-- START OF DATA IN THIS EXERCISE --
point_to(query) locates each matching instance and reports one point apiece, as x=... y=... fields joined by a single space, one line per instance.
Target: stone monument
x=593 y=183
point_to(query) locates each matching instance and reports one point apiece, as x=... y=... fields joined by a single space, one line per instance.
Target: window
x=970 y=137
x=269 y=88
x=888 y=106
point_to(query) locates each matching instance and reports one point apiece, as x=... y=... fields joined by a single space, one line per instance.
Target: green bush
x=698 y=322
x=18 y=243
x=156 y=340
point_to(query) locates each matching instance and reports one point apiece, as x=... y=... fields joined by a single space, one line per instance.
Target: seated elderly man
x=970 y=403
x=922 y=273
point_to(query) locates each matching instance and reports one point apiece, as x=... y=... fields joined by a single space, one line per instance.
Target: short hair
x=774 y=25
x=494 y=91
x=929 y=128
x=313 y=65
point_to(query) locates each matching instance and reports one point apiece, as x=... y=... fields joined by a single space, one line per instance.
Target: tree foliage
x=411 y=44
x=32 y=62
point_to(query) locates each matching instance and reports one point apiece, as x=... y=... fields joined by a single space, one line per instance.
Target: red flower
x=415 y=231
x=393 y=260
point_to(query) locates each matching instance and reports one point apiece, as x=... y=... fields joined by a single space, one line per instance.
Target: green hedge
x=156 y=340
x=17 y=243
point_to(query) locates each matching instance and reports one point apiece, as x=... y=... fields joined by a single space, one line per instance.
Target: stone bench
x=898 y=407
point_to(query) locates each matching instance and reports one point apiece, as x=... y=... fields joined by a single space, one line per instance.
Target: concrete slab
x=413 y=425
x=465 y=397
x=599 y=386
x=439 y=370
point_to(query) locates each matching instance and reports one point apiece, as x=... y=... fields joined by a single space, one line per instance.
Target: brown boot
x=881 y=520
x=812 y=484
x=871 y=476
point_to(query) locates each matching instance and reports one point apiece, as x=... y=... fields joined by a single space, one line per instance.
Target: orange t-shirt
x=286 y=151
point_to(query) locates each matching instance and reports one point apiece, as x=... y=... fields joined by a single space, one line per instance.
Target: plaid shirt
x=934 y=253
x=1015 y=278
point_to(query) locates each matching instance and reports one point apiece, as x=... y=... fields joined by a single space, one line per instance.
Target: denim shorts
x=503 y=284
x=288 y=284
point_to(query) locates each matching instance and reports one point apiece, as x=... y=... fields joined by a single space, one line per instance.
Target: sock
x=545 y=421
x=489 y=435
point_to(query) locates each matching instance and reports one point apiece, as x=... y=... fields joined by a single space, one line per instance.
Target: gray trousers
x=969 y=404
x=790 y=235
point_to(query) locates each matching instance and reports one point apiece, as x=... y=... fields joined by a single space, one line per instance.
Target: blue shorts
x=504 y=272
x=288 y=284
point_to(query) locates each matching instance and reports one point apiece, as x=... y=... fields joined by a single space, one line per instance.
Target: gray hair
-- END OF DATA IN THIS EXERCISE --
* AIM OF THE TASK *
Please repeat the listing above line for line, without changing anything and keeping its original order.

* TASK OUTPUT *
point_to(query) locates each matching instance and reports one point apiece, as x=... y=... fields joined by a single space, one line per instance.
Target: stone monument
x=593 y=183
point_to(query) locates each matching instance and reports one point apiece, as x=... y=... fields joined by a single space, one line per instance.
Target: window
x=970 y=137
x=269 y=88
x=888 y=106
point_to(query) locates each matching instance and reports one point apiece, as x=... y=... fields joined by a single space, one line per instance.
Target: green bush
x=698 y=322
x=18 y=243
x=156 y=340
point_to(query) locates each matching instance and reports one point apiece, as x=... y=... fields joined by a single space, one line per instance.
Target: seated elderly man
x=970 y=403
x=922 y=273
point_to(query) locates each matching instance and reports one point apiece, as x=... y=... fields joined by a single space, one line per instance.
Target: short hair
x=774 y=25
x=494 y=91
x=929 y=128
x=313 y=65
point_to(query) locates each matching instance and reports one point apiece, as x=... y=... fields joined by a single space, one line per instance.
Target: tree foliage
x=411 y=44
x=32 y=62
point_to(query) locates each matching instance and reports one point apiece, as x=... y=... fields joined by a single space, one line per instance.
Target: red flower
x=415 y=231
x=393 y=260
point_to(query) locates each matching instance and reports one point apiece, as x=... y=... fields joined by a single space, one line per instance.
Target: green hedge
x=156 y=340
x=17 y=243
point_to(query) locates each matching instance and reports one point apiece, as x=... y=... fields joined by a single space, one line per instance.
Target: stone bench
x=898 y=407
point_to(query) locates each matching instance and reports one point apiece, as x=... y=... fields joined by a single space, one line per instance.
Target: concrete slab
x=413 y=425
x=465 y=397
x=599 y=386
x=439 y=370
point_to(query) locates each matching instance and reports one point apiece, as x=... y=... fields joined by a single space, one line per instance.
Target: brown boot
x=881 y=520
x=812 y=484
x=871 y=476
point_to(query) locates each matching instance and reports one point apiece, as x=... y=... fields joined by a single space, one line per instance.
Target: orange t-shirt
x=286 y=151
point_to(query) locates each matching instance and reports one point apiece, as x=... y=... fields joined by a single space, one line per instance.
Target: plaid shirt
x=934 y=253
x=1015 y=278
point_to(query) locates each matching instance and reports one point apiece, as x=... y=... fields joined by a single space, one line per instance.
Target: denim shorts
x=503 y=284
x=288 y=284
point_to(query) locates each matching instance and reports one point apiece, as x=... y=... fields joined by a single space, one line per instance.
Target: sock
x=545 y=421
x=489 y=435
point_to(query) locates each matching instance and reports one point apiece, as x=... y=... fields joined by a single space, one line per instance.
Target: gray trousers
x=969 y=404
x=790 y=235
point_to(query) locates each matching instance and reports one point apiece, as x=... y=... fields joined by a single space, one line per instance.
Target: blue shorts
x=504 y=272
x=288 y=284
point_to(query) locates each matching instance and reports one point apiece, as x=... y=... fields joined by a single space, one line per instance.
Target: gray hair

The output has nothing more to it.